-- Quoted passage --
↓↓↓

The calm before the storm

Friday May 18, 2018 Written by Published in League

This is not a natural disaster warning or a doomsday prophecy, but terror will definitely strike at the BCI Stadium in Nikao today.

This is when those giants the Tupapa Panthers will meet Avatiu Nikao Eels in the fierce derby battle for a place in the domestic rugby league grand final, which will be played on June 2.

Panthers and Eels, coached by brothers Darren and Terry Piri respectively, fought tooth and nail right to the end of the preliminary rounds of the weekly league.

Panthers survived with a slender one-point lead, landing on top of the table with 20 points, ahead of the Eels’ 19, to win the minor premiership title.

But the major premiership title matters the most and today’s tussle will provide both teams with an opportunity to put one hand on the holy grail of Cook Islands rugby league competition.

The Panthers with nine wins, two draws and a loss scored a total of 416 points and conceded 186, while the Eels managed to put forward 424 points while conceding 186 this season.

The two teams met twice this season with the first match ending in a draw and a second one in favour of the Panthers.

“Performance-wise, judging from the points scored and conceded by both teams, they are pretty much equal,” Cook Islands Rugby League Association competition coordinator Taua Benioni said.

“The team that wins will get a direct entry into the final and will have about two weeks to prepare and recover. This should make the battle more interesting.”

Both teams have formidable squads with solid forward packs and free-running backline players, but the Panthers will have a slight upper hand in terms of size and experience.

For Panthers in the forwards, former NRL player Sam Mataora will lead the charge, aided by the likes of Rangi Piri, Eric Newbigging and utility Thomas Toa.

Prop Mataora has been in devastating form, providing the experience and the extra power that the Panthers forwards need to rattle their opposition. He has also proven vital in training sessions, guiding his fellow team members through the drills.

Piri, who has reportedly returned after a short stint overseas, provides the height in the pack, and Newbigging, who has been in the New Zealand Warriors development programme, brings professionalism to the side.

Warhorse Toa, who is a dual international, adds to the pack’s depth.

For the Eels, their forwards will rely on the young guns of Tama Nicholas and Toru Katu, who have both climbed the ranks to prove worthy of playing in the premier competition.

The duo has shown glimpses of some exciting league this season but may lack the experience to stand strong in the crucial round of the competition.

Veteran Clive Nicholas and Logan Perenisi will provide that boost in experience and skills.

↑↑↑

-- Using the information --
A – In the rugby league preview, who coaches the Avatiu Nikao Eels?
B – Pick up the rugby league preview right after its final sentence and continue it.

-- Excerpted records --
↓↓↓

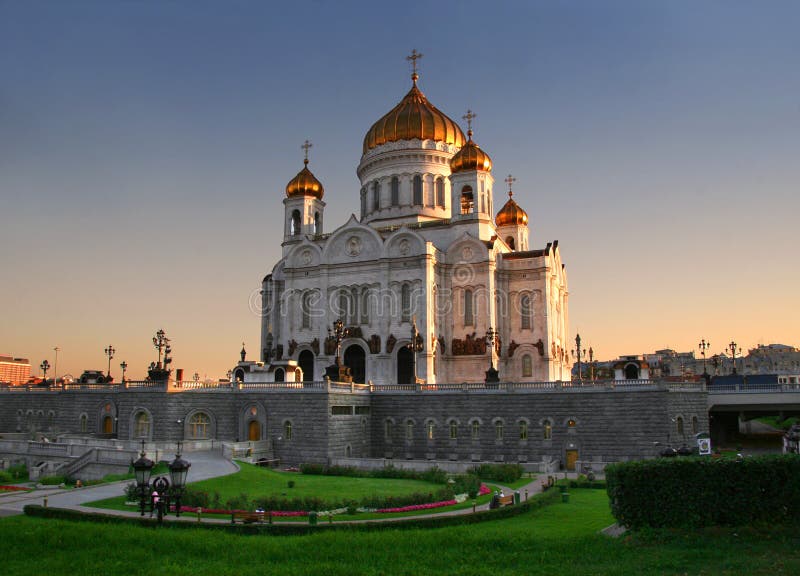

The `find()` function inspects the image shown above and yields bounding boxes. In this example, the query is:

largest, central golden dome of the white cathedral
[364,73,466,154]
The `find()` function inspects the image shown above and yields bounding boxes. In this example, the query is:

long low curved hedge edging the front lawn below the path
[18,490,561,536]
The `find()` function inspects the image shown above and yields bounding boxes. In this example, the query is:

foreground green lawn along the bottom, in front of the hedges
[6,489,800,576]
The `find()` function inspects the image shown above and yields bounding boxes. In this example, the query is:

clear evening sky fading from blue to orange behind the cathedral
[0,0,800,377]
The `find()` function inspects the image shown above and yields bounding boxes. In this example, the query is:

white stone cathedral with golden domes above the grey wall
[248,52,571,386]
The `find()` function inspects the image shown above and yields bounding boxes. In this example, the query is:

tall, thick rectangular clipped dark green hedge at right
[605,454,800,529]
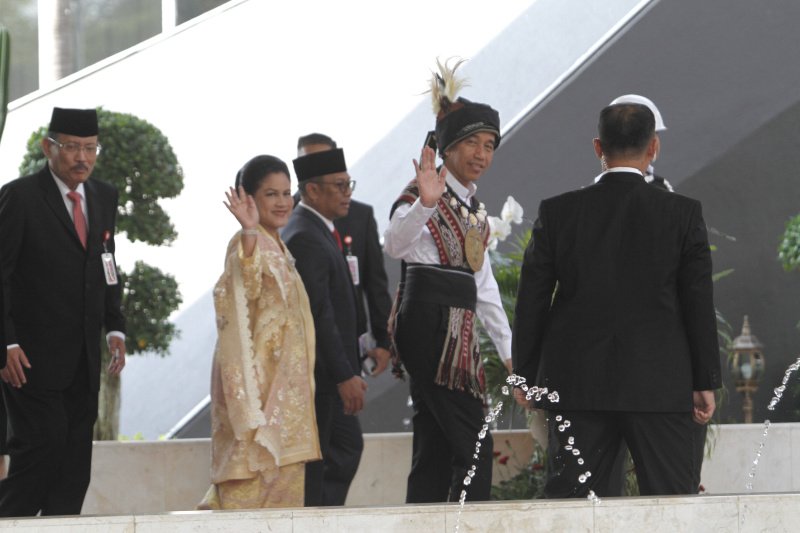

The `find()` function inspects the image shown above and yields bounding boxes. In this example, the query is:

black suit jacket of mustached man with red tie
[0,167,125,390]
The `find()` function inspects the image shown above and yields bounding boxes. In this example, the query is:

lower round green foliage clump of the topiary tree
[120,261,181,356]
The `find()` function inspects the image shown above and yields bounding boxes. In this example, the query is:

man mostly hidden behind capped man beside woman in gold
[297,133,392,376]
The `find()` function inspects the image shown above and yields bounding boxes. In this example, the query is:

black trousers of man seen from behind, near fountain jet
[545,411,698,498]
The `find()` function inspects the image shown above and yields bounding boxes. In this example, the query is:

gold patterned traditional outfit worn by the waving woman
[199,228,321,509]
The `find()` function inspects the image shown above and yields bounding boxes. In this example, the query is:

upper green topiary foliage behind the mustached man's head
[20,108,183,245]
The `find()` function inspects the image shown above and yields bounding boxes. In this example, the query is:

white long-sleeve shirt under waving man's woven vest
[383,172,511,361]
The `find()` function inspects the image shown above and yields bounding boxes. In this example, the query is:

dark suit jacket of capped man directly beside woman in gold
[281,206,360,393]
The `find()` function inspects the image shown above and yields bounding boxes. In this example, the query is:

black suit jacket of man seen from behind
[513,172,721,412]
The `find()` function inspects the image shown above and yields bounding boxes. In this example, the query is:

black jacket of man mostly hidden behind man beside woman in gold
[333,200,392,350]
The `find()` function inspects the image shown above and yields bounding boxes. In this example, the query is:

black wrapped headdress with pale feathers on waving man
[431,60,500,156]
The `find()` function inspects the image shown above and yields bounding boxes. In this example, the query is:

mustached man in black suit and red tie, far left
[0,108,125,516]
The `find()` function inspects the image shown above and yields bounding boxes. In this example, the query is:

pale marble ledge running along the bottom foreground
[0,493,800,533]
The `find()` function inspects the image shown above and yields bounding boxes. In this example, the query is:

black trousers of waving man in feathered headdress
[395,300,493,503]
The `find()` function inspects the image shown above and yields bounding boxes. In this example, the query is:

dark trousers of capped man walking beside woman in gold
[305,392,364,507]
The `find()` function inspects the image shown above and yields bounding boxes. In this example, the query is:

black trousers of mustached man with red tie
[0,359,97,517]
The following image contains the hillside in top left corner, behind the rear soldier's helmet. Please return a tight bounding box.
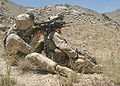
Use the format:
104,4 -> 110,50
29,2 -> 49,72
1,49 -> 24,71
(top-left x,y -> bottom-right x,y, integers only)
0,0 -> 28,24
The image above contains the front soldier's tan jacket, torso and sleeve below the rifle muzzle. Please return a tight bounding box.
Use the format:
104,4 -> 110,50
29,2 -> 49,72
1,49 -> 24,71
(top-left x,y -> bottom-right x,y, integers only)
46,31 -> 77,64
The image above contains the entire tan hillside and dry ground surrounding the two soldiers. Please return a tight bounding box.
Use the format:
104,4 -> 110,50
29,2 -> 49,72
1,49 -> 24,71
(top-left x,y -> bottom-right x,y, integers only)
0,0 -> 120,86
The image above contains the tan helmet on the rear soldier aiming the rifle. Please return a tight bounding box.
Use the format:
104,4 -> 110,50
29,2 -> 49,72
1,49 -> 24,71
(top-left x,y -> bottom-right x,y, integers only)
15,13 -> 34,30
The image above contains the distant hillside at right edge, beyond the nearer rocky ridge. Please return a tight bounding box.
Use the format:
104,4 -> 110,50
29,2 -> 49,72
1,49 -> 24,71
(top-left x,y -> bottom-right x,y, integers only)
105,9 -> 120,24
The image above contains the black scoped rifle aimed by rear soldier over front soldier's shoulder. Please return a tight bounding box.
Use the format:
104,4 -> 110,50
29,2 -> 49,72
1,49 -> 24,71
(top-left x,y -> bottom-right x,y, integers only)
27,15 -> 67,35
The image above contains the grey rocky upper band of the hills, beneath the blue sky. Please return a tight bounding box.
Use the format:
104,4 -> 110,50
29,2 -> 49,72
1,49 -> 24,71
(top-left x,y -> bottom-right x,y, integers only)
0,0 -> 119,28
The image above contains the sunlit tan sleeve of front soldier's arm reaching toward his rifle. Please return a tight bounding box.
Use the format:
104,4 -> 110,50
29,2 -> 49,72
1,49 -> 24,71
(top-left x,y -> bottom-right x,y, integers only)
53,32 -> 78,58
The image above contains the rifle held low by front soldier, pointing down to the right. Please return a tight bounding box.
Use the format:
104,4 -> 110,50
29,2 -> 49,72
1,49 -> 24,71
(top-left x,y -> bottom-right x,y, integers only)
76,49 -> 97,65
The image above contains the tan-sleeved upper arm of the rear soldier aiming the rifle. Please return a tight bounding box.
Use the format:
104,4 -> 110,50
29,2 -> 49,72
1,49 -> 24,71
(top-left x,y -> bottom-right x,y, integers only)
5,34 -> 32,54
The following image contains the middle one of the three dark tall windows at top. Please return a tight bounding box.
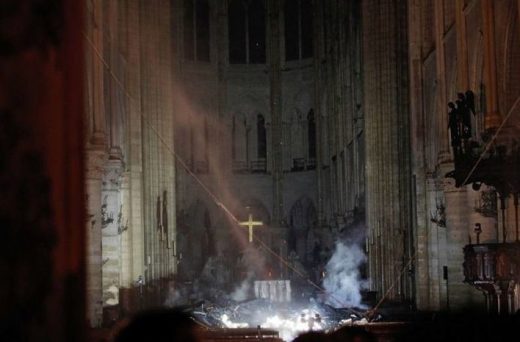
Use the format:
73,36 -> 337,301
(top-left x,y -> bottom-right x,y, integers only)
228,0 -> 266,64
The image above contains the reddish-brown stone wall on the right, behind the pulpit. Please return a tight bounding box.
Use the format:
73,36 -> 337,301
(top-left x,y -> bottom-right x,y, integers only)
408,0 -> 519,310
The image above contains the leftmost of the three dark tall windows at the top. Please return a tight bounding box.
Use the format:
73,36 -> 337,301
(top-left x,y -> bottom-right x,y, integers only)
184,0 -> 209,62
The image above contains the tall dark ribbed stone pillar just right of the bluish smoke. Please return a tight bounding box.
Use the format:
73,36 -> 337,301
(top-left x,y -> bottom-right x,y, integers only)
363,0 -> 411,300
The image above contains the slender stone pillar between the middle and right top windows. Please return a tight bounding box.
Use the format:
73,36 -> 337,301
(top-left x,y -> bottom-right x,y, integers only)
268,0 -> 284,225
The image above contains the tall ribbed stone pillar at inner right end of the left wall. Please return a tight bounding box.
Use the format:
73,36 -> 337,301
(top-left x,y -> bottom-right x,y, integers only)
139,0 -> 175,294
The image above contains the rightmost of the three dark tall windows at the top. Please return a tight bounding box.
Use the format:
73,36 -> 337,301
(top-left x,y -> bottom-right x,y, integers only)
284,0 -> 313,61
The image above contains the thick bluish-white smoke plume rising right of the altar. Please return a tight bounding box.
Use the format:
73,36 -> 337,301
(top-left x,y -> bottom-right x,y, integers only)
323,241 -> 367,308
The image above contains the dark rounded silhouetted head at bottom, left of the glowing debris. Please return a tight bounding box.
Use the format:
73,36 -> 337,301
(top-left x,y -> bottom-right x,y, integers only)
114,309 -> 201,342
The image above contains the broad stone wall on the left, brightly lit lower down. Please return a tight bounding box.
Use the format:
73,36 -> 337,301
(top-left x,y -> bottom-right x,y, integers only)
84,0 -> 175,326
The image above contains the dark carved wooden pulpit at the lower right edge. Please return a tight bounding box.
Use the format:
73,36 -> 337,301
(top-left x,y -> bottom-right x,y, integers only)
464,242 -> 520,313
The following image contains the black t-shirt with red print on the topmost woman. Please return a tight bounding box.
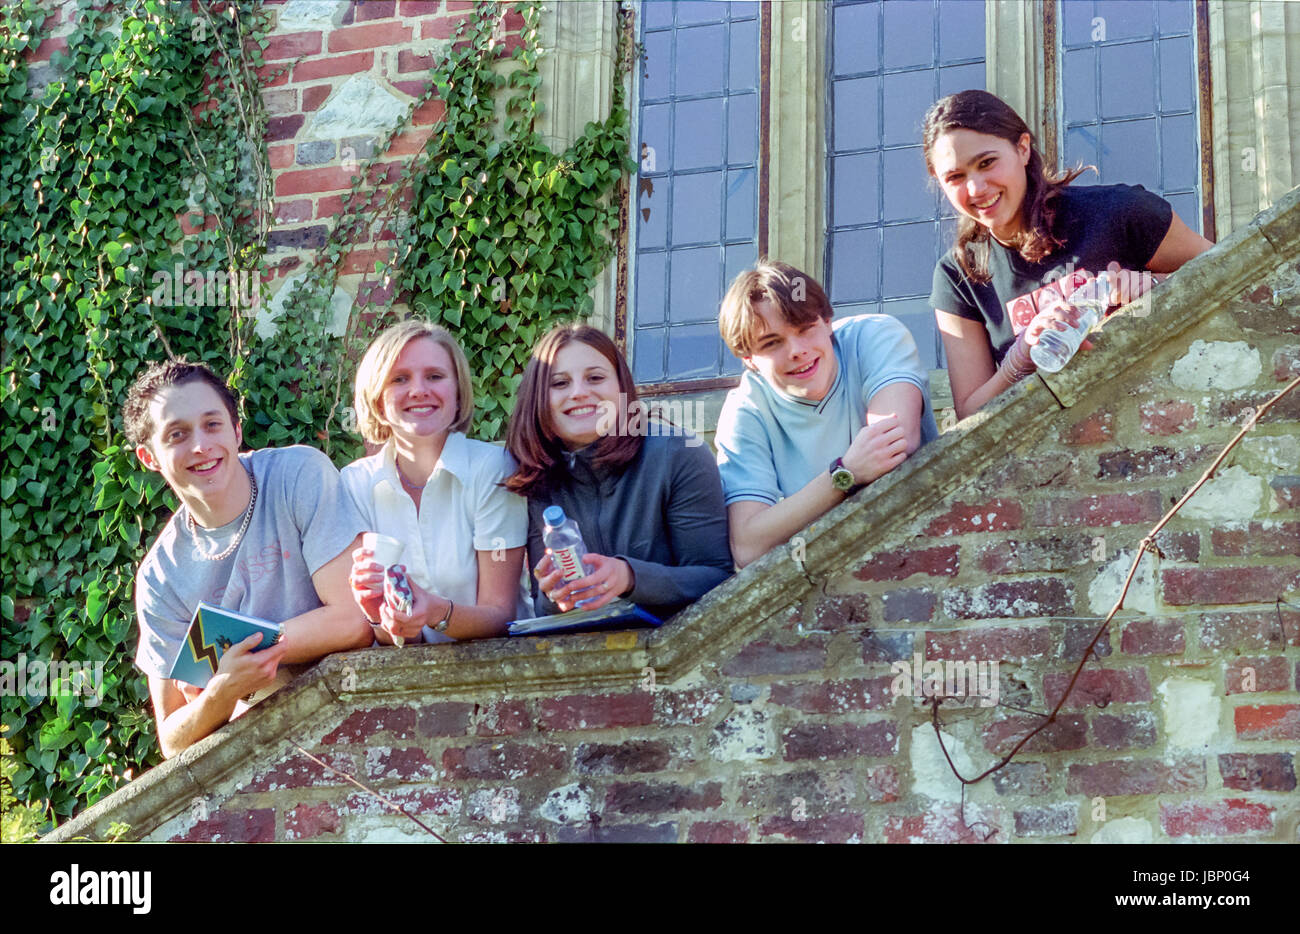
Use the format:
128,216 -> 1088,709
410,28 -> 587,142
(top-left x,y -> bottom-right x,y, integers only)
930,185 -> 1174,363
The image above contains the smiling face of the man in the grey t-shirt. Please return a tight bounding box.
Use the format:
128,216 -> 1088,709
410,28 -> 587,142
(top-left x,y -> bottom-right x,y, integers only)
135,380 -> 247,510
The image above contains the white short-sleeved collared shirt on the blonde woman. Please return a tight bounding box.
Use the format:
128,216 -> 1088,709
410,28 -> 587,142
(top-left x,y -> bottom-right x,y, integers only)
341,432 -> 532,643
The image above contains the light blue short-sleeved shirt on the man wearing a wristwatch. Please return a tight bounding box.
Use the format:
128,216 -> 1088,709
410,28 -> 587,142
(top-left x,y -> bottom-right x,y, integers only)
715,315 -> 939,506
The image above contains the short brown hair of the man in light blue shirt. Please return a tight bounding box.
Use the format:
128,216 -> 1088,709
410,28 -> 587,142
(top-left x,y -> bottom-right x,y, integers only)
718,256 -> 835,356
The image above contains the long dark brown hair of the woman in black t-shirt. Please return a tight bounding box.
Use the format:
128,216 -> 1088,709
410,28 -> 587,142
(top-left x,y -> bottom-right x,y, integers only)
922,90 -> 1084,282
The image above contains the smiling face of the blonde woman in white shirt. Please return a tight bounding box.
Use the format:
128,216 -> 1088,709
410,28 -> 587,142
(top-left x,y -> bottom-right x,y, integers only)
377,337 -> 458,441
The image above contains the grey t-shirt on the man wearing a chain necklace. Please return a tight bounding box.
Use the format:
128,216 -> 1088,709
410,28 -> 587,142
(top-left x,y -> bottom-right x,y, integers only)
135,445 -> 365,678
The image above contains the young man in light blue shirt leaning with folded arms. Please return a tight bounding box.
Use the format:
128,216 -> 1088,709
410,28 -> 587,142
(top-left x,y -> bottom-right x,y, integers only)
716,260 -> 939,567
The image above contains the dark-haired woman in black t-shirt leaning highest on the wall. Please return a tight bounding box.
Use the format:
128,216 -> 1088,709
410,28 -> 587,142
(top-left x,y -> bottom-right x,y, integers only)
923,91 -> 1212,418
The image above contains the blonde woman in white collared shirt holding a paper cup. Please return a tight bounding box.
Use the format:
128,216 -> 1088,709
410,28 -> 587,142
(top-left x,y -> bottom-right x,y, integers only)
342,319 -> 532,645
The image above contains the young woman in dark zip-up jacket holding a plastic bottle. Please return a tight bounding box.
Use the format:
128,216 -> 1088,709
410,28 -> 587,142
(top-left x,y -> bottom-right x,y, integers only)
506,325 -> 732,618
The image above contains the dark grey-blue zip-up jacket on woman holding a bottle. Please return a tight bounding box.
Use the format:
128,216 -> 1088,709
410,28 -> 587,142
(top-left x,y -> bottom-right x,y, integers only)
528,434 -> 736,619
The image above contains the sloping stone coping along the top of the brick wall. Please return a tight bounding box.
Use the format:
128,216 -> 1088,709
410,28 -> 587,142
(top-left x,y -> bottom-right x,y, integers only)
44,189 -> 1300,840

↑↑↑

-- Answers to each task --
A – Terry Piri.

B –
Samoan warrior Perenisi is a beast on the field and on his best day can put the fear of God into the opposing players.

In the backline, the Panthers have the likes of Jovilisi Naqitawa, Eddie Nicholas, Joe Vetaukula, Jamain Iroa and skipper Teina Savage.

Their combination this season has proven “too hot to handle” for many teams.

Fijians Naqitawa and Vetaukula with their power and speed can be deadly with ball in hand, while Nicholas’ perfect execution has caused nightmares to opposing defenders.

Iroa provides added thrust with his boots and the Panthers will rely heavily on their stand-off to put them through to the final.

The Eels have an equally impressive lineup in their backline, thanks to the likes of Tyson Iorangi, Tua Ravula, Lai Rogorogoivalu and Tevita Niusama.

It is not confirmed yet if their leading try scorer Samu Alafua, who was sidelined due to injury in Eels’ last two matches, will be available for today’s match.

Their backline do well in setting up the attack but need a finisher to execute their moves. Alafua has been vital in providing that link and his (possible) absence will be a big drawback for the Eels.

Eels are also expected to field Australia-based Teniko Tunupopo, who plays for the East Hills Bulldogs club in New South Wales.

Darren’s coaching style has worked well for him this season, and with the powerful pack he is able to execute his game plans to perfection.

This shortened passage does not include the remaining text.